■ **SUPPLIED MATERIAL**:
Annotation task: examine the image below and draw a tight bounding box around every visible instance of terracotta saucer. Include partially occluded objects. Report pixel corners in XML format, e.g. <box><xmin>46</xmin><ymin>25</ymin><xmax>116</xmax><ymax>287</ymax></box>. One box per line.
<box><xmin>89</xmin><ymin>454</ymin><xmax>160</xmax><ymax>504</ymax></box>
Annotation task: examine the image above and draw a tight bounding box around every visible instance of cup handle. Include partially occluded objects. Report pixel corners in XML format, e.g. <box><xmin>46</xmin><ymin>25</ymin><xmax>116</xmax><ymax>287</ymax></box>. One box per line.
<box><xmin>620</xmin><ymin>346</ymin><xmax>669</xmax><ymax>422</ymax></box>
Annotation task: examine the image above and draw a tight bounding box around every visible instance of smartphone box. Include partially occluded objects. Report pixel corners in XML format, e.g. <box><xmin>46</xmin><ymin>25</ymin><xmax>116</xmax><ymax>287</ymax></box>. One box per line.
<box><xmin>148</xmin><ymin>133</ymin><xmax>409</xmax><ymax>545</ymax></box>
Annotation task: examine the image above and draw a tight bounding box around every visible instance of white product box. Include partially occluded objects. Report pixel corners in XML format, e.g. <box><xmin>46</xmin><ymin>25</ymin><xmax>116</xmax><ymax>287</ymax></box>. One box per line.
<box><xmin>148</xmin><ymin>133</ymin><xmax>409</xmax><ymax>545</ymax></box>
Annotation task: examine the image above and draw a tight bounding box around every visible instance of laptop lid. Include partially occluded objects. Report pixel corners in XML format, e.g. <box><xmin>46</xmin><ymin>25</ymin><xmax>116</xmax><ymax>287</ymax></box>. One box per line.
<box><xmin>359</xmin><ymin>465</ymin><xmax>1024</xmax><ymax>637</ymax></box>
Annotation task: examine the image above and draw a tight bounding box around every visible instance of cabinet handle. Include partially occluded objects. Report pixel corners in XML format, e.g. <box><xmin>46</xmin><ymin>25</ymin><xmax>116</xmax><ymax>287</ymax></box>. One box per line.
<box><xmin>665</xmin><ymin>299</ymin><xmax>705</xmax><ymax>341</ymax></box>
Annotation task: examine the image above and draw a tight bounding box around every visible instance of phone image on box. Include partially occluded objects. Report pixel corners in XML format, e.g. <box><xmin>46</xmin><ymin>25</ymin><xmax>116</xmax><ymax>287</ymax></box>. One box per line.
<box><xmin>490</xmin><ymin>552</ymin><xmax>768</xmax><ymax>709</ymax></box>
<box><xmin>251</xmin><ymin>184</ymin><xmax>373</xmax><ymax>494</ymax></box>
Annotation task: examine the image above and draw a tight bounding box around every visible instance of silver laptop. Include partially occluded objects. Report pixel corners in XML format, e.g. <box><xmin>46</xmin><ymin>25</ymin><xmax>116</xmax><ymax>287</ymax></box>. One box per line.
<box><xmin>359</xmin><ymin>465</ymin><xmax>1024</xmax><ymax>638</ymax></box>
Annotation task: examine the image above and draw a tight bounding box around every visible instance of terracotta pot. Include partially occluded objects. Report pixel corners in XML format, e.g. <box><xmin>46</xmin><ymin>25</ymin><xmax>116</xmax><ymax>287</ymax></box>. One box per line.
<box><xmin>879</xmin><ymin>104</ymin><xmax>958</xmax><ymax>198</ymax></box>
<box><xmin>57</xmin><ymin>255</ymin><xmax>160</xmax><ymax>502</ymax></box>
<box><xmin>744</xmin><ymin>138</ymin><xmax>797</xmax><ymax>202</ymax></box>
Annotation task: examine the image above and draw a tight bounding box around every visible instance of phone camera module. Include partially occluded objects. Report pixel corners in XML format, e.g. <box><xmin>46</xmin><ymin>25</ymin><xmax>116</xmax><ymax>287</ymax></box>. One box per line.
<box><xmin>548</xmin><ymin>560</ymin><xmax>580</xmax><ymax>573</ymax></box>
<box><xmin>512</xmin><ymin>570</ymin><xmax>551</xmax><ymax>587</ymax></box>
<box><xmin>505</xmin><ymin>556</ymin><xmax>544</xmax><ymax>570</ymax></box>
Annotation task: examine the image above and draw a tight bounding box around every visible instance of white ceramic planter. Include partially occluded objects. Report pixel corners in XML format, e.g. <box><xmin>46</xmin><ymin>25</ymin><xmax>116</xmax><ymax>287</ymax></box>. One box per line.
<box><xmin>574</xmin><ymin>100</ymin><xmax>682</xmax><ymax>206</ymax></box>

---

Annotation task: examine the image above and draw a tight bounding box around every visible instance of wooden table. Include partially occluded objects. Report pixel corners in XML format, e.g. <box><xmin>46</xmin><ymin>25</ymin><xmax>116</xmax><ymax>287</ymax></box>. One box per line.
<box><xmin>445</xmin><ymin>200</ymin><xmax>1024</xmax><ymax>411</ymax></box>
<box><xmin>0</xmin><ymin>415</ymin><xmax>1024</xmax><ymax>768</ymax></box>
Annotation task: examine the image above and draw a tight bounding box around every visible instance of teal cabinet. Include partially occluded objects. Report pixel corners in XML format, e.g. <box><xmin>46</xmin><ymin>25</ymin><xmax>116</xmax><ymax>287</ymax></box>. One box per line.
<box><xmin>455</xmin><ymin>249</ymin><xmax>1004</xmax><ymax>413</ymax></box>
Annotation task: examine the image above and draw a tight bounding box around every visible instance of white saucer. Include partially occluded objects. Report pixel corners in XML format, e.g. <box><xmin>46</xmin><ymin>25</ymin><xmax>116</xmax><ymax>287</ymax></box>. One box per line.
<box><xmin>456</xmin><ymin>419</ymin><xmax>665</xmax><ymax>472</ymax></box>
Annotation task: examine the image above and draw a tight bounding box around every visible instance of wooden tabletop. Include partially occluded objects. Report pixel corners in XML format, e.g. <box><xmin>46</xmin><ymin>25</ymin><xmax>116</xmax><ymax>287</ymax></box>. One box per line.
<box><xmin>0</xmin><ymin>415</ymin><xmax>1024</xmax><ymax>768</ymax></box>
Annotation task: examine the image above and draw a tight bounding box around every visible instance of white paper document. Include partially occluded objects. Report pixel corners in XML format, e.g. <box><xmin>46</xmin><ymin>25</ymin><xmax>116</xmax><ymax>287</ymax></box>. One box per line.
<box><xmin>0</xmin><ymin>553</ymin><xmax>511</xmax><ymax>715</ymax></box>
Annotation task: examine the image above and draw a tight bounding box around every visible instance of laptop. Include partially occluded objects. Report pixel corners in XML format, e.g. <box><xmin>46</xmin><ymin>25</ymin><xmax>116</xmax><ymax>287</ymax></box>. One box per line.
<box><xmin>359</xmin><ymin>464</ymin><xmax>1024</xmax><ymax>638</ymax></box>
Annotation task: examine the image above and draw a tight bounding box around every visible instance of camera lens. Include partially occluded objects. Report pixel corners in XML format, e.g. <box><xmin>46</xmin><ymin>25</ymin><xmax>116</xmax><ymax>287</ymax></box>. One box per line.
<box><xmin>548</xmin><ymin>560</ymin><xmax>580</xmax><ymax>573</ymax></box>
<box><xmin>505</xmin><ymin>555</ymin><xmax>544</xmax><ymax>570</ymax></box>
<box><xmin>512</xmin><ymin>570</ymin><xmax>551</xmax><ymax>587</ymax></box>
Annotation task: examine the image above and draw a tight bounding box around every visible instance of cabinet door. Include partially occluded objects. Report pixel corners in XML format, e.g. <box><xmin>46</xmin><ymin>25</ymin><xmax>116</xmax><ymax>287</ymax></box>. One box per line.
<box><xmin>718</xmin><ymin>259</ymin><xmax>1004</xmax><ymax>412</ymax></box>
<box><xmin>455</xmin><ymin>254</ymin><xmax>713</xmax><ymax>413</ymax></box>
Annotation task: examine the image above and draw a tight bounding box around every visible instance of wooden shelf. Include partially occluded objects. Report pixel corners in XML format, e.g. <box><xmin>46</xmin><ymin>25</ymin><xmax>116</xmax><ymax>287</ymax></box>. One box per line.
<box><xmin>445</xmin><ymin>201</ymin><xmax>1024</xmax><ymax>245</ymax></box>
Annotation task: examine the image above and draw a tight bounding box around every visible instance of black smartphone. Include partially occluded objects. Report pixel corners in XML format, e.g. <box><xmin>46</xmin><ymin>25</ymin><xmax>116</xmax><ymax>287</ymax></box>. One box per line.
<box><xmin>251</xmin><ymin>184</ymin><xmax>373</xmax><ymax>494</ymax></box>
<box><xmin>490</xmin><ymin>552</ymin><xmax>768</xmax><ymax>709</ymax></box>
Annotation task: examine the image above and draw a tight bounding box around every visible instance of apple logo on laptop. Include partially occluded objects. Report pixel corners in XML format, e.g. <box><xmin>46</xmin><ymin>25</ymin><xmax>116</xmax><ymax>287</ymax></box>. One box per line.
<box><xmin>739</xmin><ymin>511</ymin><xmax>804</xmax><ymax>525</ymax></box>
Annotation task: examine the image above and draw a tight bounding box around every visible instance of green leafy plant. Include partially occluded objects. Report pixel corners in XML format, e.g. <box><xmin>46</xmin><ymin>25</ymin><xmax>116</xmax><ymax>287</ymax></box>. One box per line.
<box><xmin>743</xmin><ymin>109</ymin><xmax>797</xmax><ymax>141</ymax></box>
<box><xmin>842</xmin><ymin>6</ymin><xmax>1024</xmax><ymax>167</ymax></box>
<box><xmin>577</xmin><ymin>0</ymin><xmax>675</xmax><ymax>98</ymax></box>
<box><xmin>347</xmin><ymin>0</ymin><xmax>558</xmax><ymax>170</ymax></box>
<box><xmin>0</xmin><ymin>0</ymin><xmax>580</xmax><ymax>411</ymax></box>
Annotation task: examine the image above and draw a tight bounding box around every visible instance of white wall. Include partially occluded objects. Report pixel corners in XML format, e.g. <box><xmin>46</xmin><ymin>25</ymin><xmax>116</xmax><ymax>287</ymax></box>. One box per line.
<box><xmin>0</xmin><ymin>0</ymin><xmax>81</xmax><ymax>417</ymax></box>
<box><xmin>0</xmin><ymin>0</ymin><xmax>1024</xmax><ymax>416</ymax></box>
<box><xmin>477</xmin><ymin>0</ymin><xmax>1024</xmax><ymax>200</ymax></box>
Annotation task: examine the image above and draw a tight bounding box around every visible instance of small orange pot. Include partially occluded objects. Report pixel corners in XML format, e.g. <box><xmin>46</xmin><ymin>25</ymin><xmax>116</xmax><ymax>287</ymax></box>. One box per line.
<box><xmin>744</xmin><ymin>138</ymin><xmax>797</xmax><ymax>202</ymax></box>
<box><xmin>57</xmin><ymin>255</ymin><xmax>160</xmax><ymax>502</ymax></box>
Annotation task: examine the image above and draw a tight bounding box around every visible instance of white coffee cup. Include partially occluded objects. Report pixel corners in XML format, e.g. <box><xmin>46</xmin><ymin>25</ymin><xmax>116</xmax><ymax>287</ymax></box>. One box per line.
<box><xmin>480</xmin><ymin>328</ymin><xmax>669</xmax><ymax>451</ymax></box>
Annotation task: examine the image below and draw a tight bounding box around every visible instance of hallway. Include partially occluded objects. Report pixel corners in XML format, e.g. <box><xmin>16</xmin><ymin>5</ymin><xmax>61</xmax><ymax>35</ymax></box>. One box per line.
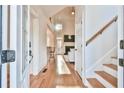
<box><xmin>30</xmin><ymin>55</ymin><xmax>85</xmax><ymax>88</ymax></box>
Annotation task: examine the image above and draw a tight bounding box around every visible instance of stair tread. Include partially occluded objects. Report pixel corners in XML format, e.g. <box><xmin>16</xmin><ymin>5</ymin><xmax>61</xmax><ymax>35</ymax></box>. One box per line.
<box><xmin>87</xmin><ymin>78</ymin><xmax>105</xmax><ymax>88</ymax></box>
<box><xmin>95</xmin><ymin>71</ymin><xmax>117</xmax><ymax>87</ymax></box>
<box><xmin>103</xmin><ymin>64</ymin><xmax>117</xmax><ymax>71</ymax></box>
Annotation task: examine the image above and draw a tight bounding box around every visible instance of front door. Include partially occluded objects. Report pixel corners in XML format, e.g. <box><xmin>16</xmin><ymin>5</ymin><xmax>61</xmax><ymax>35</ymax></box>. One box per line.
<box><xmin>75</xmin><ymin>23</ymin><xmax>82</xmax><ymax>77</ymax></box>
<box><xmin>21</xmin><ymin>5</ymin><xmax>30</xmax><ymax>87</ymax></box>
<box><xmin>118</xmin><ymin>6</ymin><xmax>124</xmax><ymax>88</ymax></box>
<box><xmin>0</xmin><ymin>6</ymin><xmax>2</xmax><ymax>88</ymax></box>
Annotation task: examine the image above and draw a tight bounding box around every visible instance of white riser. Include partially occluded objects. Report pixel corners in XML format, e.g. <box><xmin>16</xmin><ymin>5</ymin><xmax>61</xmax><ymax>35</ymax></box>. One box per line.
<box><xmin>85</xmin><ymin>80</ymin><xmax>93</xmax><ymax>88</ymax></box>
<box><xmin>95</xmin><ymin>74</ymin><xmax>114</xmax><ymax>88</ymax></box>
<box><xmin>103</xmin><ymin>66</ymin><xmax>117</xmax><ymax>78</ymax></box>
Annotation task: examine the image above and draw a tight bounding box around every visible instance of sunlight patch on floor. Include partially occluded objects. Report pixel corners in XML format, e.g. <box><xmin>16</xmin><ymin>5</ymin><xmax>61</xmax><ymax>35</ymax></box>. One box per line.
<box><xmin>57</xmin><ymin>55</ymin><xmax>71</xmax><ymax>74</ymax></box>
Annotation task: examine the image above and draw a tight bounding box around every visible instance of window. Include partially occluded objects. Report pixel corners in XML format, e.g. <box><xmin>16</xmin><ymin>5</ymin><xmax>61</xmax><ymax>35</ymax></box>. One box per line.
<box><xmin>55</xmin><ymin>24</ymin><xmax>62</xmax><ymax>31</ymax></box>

■ **WRITTEN REQUEST**:
Please count the lines in the entries above that contain the word "wooden" and give only that number.

■ **THE COMPLETED TASK**:
3